§ ACTIVITY: If a line in the listing below contains "metal", return that line.

········

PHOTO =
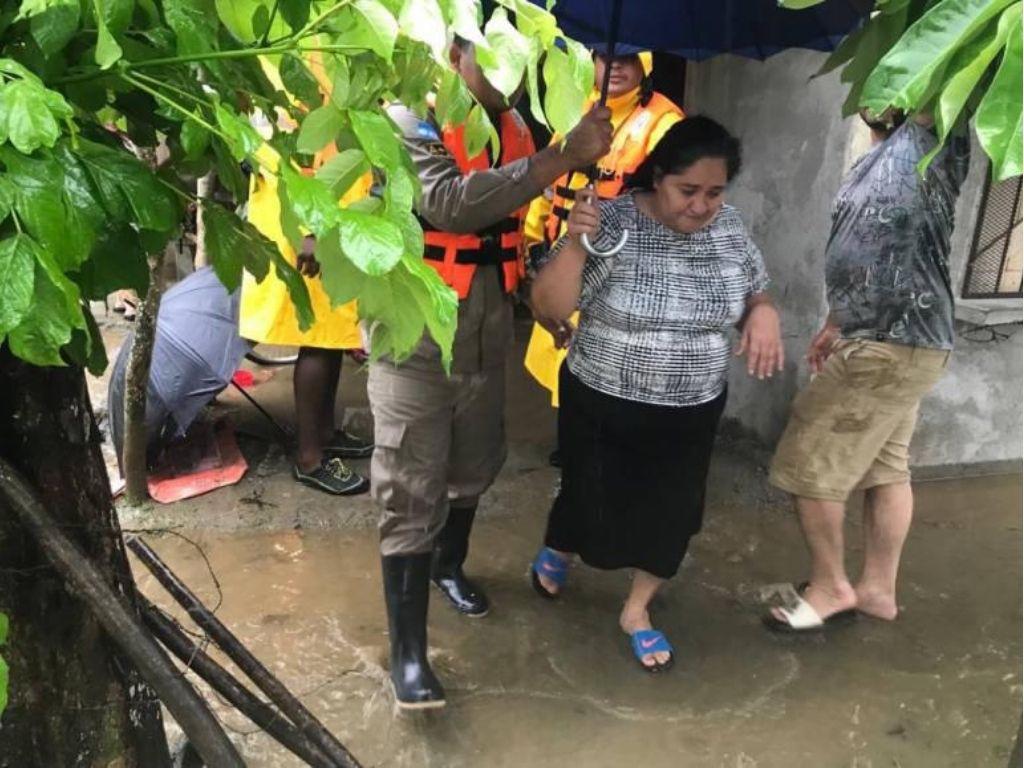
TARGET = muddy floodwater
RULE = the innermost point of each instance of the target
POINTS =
(539, 683)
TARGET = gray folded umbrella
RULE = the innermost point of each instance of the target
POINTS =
(196, 352)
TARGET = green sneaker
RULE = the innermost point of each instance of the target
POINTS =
(346, 445)
(333, 476)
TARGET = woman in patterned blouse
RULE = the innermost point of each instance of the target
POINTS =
(644, 384)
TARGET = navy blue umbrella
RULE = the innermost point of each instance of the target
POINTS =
(699, 29)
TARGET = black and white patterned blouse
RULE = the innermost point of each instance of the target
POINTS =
(655, 320)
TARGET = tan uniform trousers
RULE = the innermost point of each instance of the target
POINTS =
(439, 439)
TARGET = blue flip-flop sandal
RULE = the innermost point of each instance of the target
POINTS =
(551, 566)
(652, 641)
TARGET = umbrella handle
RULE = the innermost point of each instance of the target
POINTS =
(623, 239)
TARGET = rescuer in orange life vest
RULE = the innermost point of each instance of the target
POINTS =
(440, 439)
(640, 117)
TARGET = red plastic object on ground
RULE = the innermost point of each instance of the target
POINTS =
(206, 460)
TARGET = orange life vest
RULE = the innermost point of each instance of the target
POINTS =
(629, 148)
(457, 256)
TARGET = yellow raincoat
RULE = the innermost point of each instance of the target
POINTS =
(266, 313)
(543, 358)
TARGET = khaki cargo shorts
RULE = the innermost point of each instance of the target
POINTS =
(850, 428)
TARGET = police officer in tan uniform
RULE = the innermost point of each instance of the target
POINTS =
(440, 439)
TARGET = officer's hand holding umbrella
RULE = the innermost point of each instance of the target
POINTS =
(699, 29)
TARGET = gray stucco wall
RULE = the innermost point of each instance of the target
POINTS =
(796, 148)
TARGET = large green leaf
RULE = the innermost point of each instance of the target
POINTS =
(390, 308)
(320, 128)
(53, 23)
(117, 14)
(437, 302)
(311, 201)
(422, 19)
(534, 83)
(228, 172)
(117, 261)
(967, 69)
(376, 135)
(512, 52)
(233, 245)
(341, 171)
(237, 15)
(54, 313)
(400, 190)
(997, 122)
(297, 290)
(195, 139)
(53, 203)
(86, 347)
(454, 100)
(17, 269)
(374, 244)
(244, 140)
(341, 279)
(880, 34)
(4, 674)
(340, 81)
(479, 130)
(300, 82)
(29, 115)
(907, 75)
(465, 19)
(367, 24)
(564, 97)
(195, 25)
(128, 189)
(108, 50)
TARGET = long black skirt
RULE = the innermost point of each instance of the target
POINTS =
(633, 478)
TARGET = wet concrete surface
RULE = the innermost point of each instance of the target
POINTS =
(542, 683)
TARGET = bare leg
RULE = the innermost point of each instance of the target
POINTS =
(888, 511)
(635, 616)
(314, 382)
(822, 524)
(327, 425)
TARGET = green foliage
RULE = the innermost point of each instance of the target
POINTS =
(951, 58)
(3, 664)
(90, 89)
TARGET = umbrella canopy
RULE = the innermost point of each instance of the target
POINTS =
(196, 352)
(700, 29)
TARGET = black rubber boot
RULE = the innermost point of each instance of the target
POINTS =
(407, 587)
(451, 549)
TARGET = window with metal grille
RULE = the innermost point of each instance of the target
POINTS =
(994, 268)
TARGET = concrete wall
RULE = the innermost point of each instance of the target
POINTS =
(796, 150)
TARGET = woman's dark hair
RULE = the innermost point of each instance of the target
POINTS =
(682, 145)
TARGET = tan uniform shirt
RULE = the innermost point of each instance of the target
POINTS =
(465, 204)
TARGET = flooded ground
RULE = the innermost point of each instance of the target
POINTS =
(540, 683)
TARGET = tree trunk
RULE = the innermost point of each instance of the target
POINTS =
(74, 701)
(204, 189)
(136, 381)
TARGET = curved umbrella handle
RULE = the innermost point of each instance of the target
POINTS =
(623, 239)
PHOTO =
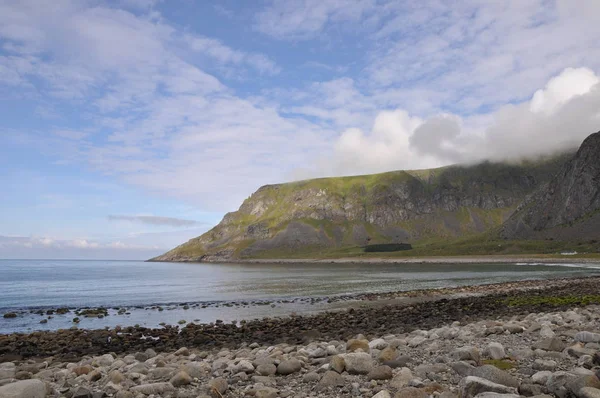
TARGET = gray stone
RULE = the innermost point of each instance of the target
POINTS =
(357, 344)
(358, 363)
(382, 394)
(24, 389)
(266, 392)
(551, 344)
(575, 385)
(587, 337)
(541, 364)
(181, 379)
(217, 385)
(380, 373)
(462, 368)
(541, 377)
(466, 354)
(311, 377)
(589, 392)
(266, 369)
(496, 351)
(401, 379)
(473, 385)
(330, 379)
(411, 392)
(495, 375)
(288, 367)
(337, 363)
(154, 388)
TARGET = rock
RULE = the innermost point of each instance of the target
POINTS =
(552, 344)
(411, 392)
(557, 380)
(355, 344)
(417, 341)
(587, 337)
(546, 332)
(378, 344)
(104, 360)
(495, 351)
(380, 373)
(575, 385)
(473, 385)
(95, 375)
(495, 375)
(530, 390)
(401, 379)
(337, 363)
(243, 366)
(588, 392)
(466, 354)
(218, 385)
(183, 351)
(541, 364)
(311, 377)
(153, 388)
(382, 394)
(388, 354)
(181, 379)
(578, 351)
(541, 377)
(358, 363)
(330, 379)
(267, 369)
(462, 368)
(81, 392)
(195, 370)
(288, 367)
(24, 389)
(266, 392)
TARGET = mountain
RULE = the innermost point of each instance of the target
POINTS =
(568, 206)
(313, 217)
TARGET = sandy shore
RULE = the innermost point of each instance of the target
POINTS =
(513, 340)
(543, 259)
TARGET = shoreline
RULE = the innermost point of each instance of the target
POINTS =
(367, 312)
(467, 259)
(512, 340)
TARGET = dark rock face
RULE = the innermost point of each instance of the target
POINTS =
(568, 207)
(402, 207)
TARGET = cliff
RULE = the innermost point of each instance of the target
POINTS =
(568, 206)
(315, 216)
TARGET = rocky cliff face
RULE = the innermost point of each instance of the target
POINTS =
(401, 206)
(568, 207)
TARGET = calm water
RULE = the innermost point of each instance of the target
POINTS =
(34, 284)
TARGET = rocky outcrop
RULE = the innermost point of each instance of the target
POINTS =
(567, 207)
(308, 217)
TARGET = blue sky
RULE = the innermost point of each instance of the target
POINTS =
(128, 127)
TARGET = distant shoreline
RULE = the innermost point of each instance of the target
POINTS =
(477, 259)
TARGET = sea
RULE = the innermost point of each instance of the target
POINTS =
(151, 294)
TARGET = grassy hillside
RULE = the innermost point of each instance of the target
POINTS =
(338, 216)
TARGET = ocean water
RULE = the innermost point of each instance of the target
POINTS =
(222, 291)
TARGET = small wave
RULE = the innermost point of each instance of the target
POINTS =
(568, 265)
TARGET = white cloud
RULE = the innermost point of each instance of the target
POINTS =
(303, 19)
(556, 118)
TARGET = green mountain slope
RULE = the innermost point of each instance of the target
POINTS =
(315, 217)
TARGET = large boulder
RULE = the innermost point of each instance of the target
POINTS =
(358, 363)
(24, 389)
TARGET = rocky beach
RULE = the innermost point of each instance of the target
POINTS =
(531, 338)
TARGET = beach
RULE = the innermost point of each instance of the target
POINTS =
(441, 342)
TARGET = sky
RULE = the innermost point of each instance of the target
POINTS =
(128, 127)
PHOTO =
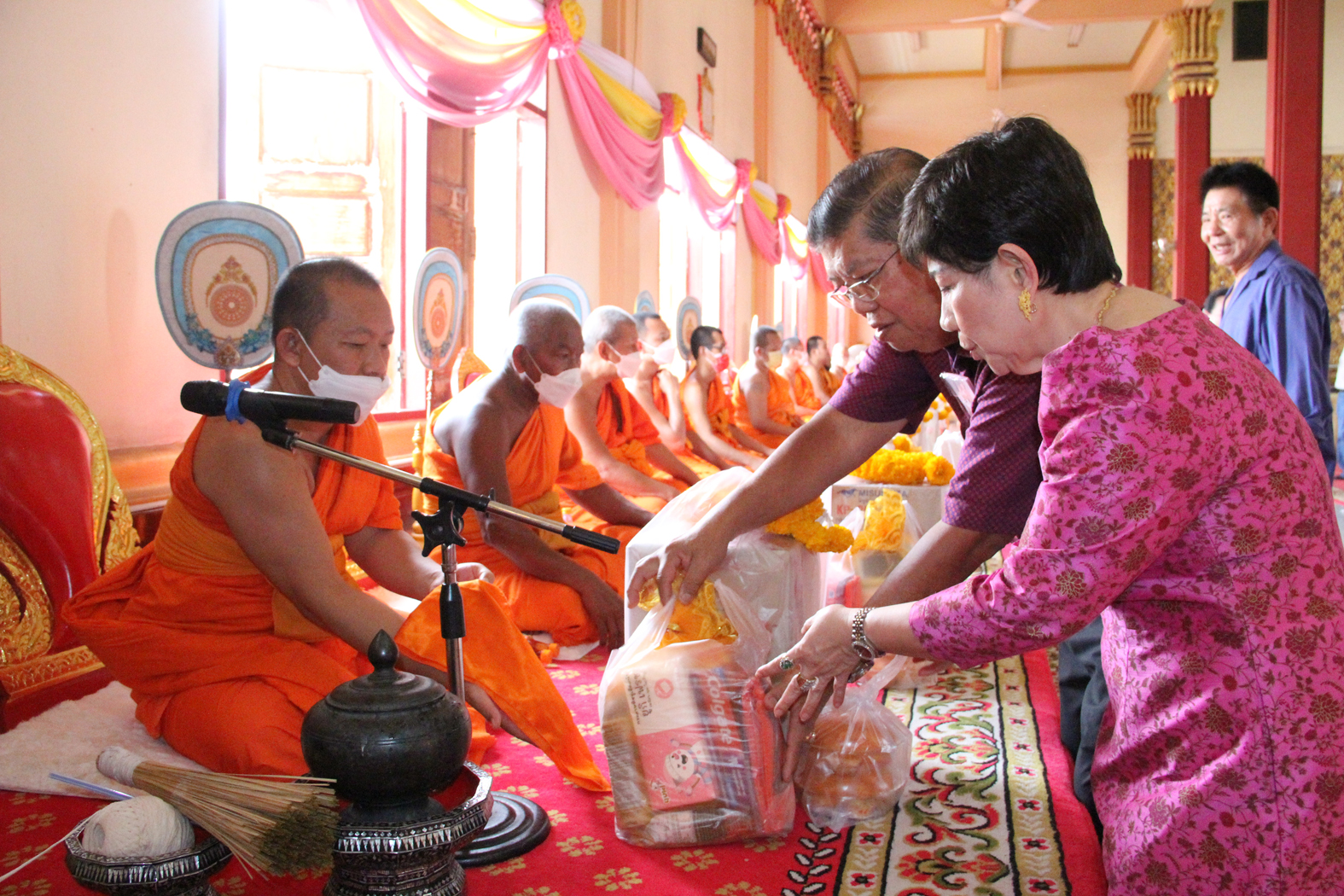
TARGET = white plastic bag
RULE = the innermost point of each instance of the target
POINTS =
(777, 577)
(694, 751)
(857, 760)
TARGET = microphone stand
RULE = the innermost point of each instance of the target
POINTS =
(516, 823)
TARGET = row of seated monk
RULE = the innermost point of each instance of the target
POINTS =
(241, 614)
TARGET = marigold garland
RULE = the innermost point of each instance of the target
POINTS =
(906, 468)
(803, 527)
(883, 524)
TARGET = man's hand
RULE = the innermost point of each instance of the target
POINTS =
(694, 555)
(603, 608)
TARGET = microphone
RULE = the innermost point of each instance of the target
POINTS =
(266, 409)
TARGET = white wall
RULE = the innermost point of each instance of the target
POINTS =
(932, 114)
(108, 113)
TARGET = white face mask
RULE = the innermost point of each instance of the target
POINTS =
(556, 390)
(666, 352)
(629, 364)
(347, 387)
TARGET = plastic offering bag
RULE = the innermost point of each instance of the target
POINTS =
(694, 751)
(777, 577)
(857, 760)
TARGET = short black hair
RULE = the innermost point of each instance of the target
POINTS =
(643, 318)
(1021, 183)
(1257, 184)
(874, 186)
(701, 337)
(301, 296)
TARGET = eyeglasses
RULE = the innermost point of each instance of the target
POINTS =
(860, 290)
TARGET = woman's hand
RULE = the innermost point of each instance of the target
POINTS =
(694, 555)
(822, 661)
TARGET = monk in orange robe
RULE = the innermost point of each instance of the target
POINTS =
(616, 434)
(241, 614)
(762, 404)
(505, 432)
(655, 383)
(708, 409)
(794, 369)
(817, 367)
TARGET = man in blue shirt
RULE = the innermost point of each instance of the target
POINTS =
(1276, 308)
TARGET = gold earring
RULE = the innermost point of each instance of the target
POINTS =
(1027, 306)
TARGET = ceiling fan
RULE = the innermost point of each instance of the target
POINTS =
(1014, 15)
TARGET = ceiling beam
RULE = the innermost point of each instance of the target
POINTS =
(862, 16)
(995, 55)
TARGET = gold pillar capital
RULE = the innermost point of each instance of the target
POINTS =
(1143, 125)
(1194, 58)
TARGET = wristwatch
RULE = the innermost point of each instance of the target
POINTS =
(863, 648)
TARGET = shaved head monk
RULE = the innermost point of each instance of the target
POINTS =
(505, 432)
(617, 435)
(794, 369)
(817, 369)
(708, 409)
(240, 615)
(657, 390)
(762, 404)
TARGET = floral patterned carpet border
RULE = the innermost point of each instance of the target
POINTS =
(988, 812)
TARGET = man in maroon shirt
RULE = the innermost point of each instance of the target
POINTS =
(853, 224)
(855, 227)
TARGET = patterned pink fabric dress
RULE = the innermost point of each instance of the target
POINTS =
(1184, 493)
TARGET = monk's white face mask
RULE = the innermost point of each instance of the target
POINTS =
(629, 364)
(666, 352)
(347, 387)
(556, 388)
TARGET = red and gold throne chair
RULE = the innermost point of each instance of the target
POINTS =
(63, 521)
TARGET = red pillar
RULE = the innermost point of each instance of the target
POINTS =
(1143, 133)
(1140, 257)
(1293, 123)
(1190, 269)
(1192, 84)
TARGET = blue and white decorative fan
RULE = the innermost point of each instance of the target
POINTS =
(563, 289)
(217, 271)
(439, 308)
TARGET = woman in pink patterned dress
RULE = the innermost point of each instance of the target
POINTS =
(1184, 498)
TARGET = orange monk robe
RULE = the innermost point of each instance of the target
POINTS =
(544, 456)
(718, 407)
(778, 407)
(224, 666)
(626, 430)
(804, 394)
(686, 454)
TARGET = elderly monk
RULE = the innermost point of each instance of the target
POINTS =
(708, 409)
(241, 614)
(794, 371)
(762, 404)
(617, 435)
(817, 367)
(505, 432)
(855, 226)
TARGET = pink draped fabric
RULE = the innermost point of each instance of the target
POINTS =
(458, 81)
(762, 231)
(633, 166)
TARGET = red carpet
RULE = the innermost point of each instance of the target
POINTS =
(984, 813)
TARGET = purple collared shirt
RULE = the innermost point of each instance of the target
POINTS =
(996, 482)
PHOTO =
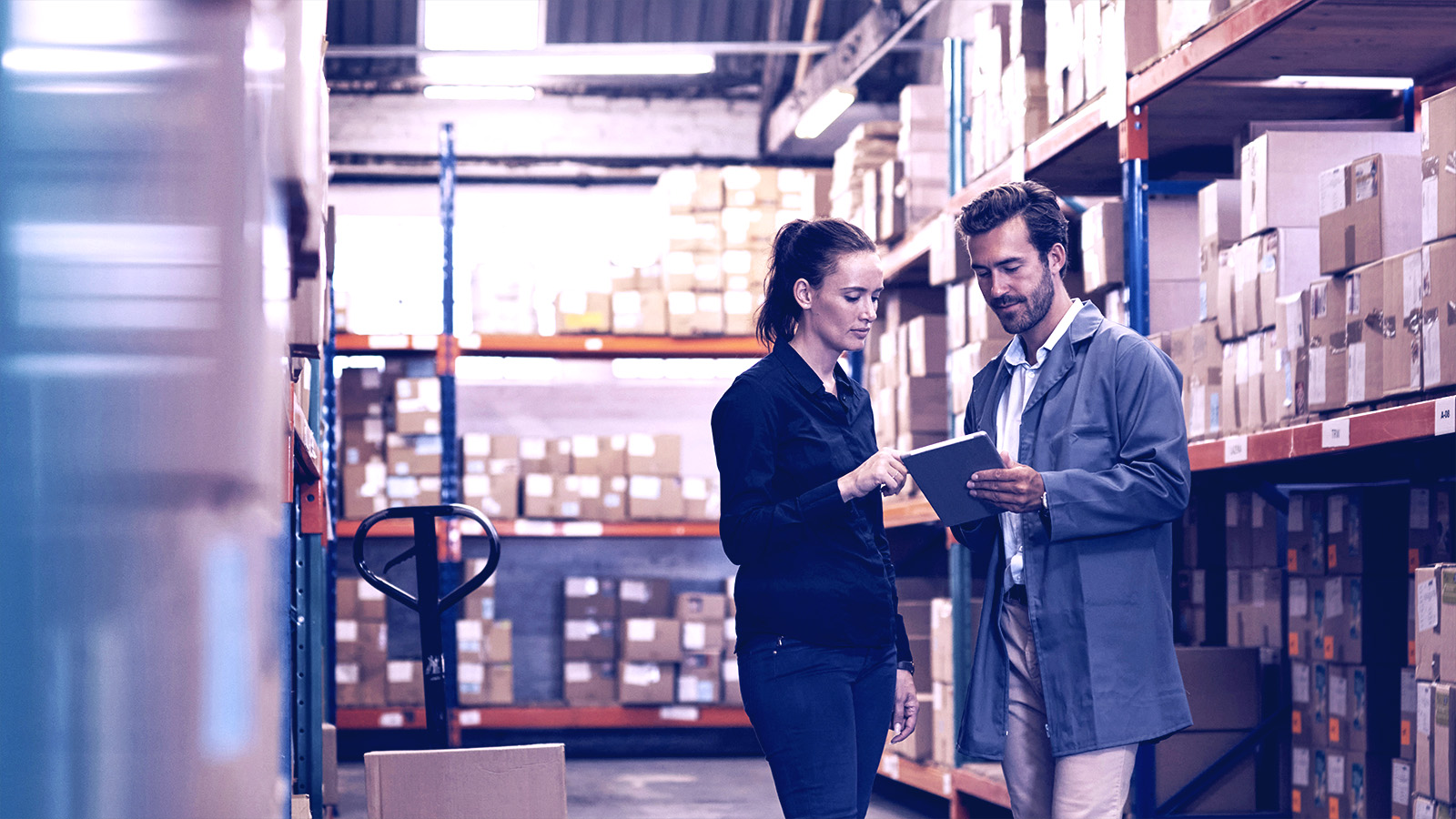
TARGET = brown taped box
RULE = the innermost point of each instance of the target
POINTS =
(484, 640)
(590, 683)
(485, 683)
(1401, 358)
(1436, 622)
(703, 637)
(652, 640)
(523, 780)
(644, 598)
(647, 682)
(359, 685)
(1439, 315)
(703, 606)
(699, 678)
(404, 682)
(1369, 210)
(1438, 174)
(590, 640)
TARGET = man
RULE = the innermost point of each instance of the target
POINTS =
(1075, 665)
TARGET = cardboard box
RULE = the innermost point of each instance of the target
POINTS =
(590, 683)
(1439, 315)
(1327, 344)
(404, 682)
(1103, 245)
(524, 780)
(1279, 175)
(1369, 210)
(654, 455)
(1405, 288)
(1436, 622)
(484, 640)
(699, 678)
(590, 640)
(701, 606)
(1438, 171)
(412, 455)
(644, 598)
(480, 683)
(652, 640)
(652, 497)
(644, 682)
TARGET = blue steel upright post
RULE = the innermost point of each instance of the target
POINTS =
(1133, 149)
(960, 557)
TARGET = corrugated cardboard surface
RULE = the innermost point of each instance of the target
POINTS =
(526, 782)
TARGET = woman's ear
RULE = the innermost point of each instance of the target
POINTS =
(803, 293)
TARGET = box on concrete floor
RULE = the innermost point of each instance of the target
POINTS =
(468, 783)
(647, 683)
(590, 682)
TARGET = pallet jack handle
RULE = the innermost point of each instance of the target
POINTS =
(429, 602)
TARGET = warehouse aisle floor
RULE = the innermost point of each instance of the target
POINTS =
(654, 789)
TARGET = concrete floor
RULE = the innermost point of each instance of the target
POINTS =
(655, 789)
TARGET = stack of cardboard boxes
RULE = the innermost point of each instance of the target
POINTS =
(856, 187)
(1347, 611)
(482, 647)
(633, 642)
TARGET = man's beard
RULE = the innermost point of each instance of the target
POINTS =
(1036, 305)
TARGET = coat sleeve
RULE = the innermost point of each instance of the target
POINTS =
(1149, 481)
(753, 523)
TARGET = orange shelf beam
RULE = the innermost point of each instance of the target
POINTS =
(524, 528)
(601, 717)
(1412, 421)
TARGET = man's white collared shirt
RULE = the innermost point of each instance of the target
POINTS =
(1008, 426)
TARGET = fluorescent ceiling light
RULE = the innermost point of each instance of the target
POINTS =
(824, 111)
(1347, 84)
(528, 67)
(85, 62)
(480, 92)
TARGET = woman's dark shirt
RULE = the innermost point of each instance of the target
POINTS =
(810, 564)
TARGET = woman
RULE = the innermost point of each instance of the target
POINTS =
(823, 658)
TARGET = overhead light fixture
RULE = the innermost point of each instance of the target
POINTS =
(1346, 84)
(824, 111)
(523, 94)
(529, 67)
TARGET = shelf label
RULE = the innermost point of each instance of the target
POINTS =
(1334, 433)
(581, 530)
(1235, 450)
(1446, 416)
(681, 713)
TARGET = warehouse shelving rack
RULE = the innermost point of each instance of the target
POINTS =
(1106, 147)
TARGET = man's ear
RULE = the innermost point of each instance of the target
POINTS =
(803, 293)
(1057, 259)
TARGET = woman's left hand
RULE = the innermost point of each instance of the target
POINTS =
(907, 707)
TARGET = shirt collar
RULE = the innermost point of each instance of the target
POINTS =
(1016, 351)
(804, 375)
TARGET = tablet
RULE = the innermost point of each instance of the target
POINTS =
(943, 470)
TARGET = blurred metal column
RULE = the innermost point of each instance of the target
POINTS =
(142, 401)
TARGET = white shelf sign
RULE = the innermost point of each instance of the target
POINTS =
(1334, 433)
(1235, 450)
(1446, 416)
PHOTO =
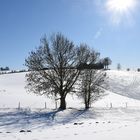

········

§ ANSWER BOX:
TARGET = window with metal grille
TARGET = blurred metal column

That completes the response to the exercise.